** start of RECORD SET **

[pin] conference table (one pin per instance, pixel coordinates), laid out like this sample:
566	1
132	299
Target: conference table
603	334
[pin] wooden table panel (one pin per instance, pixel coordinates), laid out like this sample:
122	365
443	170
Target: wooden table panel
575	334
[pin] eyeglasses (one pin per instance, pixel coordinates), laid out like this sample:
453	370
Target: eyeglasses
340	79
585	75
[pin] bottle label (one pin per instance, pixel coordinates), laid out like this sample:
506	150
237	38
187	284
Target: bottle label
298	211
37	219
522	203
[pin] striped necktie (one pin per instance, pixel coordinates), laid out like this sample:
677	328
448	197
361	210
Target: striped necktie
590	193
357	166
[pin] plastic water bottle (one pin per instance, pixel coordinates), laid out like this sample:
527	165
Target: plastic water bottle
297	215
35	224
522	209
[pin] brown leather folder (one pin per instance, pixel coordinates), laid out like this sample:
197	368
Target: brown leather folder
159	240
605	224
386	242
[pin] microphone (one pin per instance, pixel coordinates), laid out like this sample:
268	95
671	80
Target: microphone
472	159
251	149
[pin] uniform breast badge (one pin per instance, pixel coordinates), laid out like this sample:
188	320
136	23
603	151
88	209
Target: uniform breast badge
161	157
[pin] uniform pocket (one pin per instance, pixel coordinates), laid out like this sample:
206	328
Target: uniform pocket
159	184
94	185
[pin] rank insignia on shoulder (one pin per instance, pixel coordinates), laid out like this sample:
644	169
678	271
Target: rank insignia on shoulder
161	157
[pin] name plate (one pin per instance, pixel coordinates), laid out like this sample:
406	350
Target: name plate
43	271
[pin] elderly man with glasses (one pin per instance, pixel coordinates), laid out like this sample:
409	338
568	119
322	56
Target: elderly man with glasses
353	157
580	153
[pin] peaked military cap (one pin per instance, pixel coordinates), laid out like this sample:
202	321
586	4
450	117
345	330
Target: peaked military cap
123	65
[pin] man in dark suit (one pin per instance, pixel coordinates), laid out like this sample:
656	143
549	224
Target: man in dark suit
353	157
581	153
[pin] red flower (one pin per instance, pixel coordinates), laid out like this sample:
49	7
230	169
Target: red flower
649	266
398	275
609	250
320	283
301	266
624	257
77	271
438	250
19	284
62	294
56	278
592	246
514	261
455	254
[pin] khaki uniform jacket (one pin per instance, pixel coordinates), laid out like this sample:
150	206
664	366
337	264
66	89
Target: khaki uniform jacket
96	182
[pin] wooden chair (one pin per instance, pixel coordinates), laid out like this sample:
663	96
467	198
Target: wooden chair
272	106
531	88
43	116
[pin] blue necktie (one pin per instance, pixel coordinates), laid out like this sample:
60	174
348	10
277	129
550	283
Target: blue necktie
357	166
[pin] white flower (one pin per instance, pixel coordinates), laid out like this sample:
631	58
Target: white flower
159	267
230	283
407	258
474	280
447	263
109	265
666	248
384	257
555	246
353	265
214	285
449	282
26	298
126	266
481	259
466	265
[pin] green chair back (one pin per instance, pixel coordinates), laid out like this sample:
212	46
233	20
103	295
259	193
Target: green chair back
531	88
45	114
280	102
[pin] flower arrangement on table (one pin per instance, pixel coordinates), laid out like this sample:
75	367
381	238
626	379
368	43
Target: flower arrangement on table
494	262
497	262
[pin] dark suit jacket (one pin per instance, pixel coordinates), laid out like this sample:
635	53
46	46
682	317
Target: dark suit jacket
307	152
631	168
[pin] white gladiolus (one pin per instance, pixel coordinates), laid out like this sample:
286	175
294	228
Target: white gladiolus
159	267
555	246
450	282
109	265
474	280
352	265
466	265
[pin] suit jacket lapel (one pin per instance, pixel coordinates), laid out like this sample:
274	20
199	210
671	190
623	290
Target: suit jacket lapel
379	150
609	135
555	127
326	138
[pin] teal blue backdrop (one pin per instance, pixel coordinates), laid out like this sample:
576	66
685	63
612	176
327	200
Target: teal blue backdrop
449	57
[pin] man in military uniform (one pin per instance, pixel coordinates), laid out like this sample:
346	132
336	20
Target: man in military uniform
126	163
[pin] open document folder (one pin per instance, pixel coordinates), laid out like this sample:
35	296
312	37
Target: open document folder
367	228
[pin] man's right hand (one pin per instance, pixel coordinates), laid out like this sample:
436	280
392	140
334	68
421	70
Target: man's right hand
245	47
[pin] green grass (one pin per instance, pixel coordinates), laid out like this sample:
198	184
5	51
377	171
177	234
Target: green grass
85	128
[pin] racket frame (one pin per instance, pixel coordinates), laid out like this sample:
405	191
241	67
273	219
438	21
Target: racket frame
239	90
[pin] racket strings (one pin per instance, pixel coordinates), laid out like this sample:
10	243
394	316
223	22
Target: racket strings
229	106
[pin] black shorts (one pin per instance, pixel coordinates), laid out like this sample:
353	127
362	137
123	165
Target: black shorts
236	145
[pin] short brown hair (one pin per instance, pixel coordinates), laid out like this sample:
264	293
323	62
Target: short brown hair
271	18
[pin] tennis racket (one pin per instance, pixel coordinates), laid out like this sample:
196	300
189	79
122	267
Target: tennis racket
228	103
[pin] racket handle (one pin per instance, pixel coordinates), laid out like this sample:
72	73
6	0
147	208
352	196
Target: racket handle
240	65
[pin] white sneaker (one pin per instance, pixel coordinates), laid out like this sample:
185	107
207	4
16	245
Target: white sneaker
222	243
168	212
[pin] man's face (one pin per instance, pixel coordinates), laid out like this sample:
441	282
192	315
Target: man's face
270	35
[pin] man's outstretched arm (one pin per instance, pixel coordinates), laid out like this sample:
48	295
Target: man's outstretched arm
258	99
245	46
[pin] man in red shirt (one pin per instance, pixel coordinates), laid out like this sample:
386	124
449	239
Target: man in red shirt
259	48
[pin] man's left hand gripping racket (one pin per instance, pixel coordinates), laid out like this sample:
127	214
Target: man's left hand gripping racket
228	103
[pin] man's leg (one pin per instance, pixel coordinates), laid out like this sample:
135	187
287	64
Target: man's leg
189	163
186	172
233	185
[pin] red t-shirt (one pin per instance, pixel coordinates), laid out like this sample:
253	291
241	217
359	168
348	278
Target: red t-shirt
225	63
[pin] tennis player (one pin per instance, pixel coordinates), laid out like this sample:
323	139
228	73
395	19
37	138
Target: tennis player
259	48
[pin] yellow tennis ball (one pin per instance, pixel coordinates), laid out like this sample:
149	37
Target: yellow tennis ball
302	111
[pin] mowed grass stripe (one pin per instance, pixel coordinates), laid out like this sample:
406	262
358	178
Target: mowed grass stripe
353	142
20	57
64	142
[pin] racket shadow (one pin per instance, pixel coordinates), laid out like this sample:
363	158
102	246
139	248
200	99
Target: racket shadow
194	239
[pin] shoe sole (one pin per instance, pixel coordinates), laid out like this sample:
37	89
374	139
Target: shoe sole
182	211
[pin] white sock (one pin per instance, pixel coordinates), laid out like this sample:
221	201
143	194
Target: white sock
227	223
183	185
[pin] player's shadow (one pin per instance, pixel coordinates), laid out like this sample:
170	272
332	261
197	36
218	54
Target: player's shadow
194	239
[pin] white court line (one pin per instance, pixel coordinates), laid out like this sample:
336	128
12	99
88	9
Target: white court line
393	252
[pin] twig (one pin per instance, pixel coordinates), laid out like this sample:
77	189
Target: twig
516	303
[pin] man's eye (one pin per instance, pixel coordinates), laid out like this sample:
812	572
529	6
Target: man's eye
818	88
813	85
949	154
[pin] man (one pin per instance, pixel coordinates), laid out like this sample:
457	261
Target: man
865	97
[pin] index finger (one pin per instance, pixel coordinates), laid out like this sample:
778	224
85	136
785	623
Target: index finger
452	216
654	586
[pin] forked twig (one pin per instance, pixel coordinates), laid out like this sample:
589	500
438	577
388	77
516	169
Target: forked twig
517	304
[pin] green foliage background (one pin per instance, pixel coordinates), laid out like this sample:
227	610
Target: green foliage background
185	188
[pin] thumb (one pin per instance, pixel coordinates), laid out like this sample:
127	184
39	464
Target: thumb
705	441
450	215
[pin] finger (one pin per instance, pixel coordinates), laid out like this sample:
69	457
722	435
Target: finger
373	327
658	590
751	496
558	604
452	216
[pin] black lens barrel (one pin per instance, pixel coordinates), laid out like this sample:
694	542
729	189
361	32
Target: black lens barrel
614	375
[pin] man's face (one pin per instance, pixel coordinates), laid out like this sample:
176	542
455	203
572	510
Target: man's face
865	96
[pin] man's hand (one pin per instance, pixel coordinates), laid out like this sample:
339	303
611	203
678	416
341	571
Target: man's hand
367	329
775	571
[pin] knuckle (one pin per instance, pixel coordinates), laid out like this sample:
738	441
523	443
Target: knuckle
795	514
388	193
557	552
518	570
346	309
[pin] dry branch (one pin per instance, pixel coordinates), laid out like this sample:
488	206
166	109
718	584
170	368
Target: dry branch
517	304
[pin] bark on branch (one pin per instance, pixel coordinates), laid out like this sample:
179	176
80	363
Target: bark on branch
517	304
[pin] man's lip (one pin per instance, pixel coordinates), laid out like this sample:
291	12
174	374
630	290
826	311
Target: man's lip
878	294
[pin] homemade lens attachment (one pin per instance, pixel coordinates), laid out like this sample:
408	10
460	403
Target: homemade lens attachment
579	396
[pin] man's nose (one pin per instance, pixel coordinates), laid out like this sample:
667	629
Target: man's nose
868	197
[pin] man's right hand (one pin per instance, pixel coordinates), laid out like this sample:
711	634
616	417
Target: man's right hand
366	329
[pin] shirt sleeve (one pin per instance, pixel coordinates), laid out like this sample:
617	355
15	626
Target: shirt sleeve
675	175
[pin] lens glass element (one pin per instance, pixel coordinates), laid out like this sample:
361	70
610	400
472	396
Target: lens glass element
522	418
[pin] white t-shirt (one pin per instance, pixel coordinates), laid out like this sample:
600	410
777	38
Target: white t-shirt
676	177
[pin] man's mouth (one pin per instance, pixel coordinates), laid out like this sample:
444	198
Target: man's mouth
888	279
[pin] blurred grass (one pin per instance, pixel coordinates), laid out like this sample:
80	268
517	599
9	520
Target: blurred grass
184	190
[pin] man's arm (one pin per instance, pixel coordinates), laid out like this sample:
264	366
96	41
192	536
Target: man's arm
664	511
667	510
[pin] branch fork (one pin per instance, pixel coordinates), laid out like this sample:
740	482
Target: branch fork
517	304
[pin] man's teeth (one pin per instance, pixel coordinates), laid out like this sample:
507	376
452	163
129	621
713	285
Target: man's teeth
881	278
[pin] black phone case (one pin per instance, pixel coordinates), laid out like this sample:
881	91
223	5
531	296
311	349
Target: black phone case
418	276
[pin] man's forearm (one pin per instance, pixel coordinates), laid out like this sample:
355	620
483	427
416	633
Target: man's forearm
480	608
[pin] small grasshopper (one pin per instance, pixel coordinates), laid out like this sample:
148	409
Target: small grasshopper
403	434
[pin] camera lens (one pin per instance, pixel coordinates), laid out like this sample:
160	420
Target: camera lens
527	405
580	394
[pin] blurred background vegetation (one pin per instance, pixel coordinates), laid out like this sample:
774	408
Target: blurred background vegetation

** end of RECORD SET **

#### THE EXERCISE:
Rewrite everything from the line containing "[pin] shirt sleeve" down to the end of the material, adding 80 to each pixel coordinate in the answers. Leave the requests and their sample coordinates unchanged.

#### WRITTEN SOLUTION:
[pin] shirt sleeve (one pin per instance, pixel coordinates), laid out like this sample:
617	355
15	626
Target: shirt sleeve
755	255
[pin] lens glass element (one pin per instance, pixel coordinates), laid out like this sample:
361	70
610	400
472	396
Target: lens glass element
602	498
[pin] white t-shirt (one pin per instance, pixel coordinates), laid out like this sample:
600	410
777	38
Target: white t-shirt
756	257
[pin] man's mouth (one pin per instance, pixel coordinates), laid out like this sample:
444	198
Target: man's mouth
968	359
[pin] blurred grass (one pin per instance, pixel coordinates), laid out like this sample:
80	268
517	599
9	520
Target: blurred grass
264	270
[pin] man's arm (one pin per instance, pixel coordinates), laid out like this sample:
264	366
96	41
192	536
Target: man's arm
744	591
747	590
[pin] branch fork (one pin per instance, pixel coordinates), laid out like this sample:
740	482
Target: branch fork
597	384
[pin] man's teeth (one pin per instance, pixel coordinates), laid out like this sample:
507	376
452	163
129	621
713	285
Target: man's teeth
961	358
[pin] black phone case (one pin per instance, pixel coordinates), laid out like this sample:
881	91
223	5
531	296
311	349
Target: black phone case
498	356
[pin] man's forearm (one pin per instance, pixel coordinates), laid out like this sample:
355	620
483	427
416	633
Target: man's forearm
560	688
[pin] small grasshopper (one pin per instance, pixel coordinates), laid out like this sample:
148	409
Target: small grasshopper
483	514
[pin] camera lens (one pin per instance, pixel coordinates), laid out like this sample:
160	420
Target: camera lens
607	485
660	474
[pin] blurred background vegetation (one pin per instance, pixel coordinates), laid out like this sample:
774	408
Target: blurred background vegetation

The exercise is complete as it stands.